*Raw data*.
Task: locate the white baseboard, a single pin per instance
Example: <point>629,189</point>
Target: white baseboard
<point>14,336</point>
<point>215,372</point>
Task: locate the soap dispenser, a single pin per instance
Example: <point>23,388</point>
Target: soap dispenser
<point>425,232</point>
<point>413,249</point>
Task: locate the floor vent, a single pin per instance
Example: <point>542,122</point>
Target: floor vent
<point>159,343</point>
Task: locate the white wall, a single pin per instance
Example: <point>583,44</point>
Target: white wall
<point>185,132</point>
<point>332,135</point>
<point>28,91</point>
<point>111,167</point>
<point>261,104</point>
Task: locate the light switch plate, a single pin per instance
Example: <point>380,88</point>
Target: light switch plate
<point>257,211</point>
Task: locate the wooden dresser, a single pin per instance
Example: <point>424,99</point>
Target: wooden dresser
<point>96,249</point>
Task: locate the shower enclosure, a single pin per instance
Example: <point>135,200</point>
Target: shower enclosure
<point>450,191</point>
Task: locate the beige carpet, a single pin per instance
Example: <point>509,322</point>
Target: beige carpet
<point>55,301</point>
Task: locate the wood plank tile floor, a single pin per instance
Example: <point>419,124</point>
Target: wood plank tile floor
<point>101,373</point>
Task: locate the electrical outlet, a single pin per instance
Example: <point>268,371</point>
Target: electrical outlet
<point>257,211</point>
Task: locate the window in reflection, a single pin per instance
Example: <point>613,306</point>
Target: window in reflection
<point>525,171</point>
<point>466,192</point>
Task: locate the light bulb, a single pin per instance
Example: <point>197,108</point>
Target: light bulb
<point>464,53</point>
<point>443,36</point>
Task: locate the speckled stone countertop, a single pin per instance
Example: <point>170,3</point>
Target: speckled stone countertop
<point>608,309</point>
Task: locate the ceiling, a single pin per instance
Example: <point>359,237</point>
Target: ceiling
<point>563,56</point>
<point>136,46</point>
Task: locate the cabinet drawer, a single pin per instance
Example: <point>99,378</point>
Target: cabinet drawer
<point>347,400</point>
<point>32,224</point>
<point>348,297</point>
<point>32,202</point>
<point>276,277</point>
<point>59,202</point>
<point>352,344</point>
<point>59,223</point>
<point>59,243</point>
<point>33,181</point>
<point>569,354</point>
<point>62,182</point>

*Job*. Copy out everything from the line containing "Task: locate the white wall, a" down to the line containing "<point>261,104</point>", both of those lines included, without changing anything.

*Complete output*.
Task: locate the white wall, a single pin per instance
Example: <point>583,44</point>
Target: white wall
<point>185,132</point>
<point>332,135</point>
<point>28,91</point>
<point>111,167</point>
<point>261,104</point>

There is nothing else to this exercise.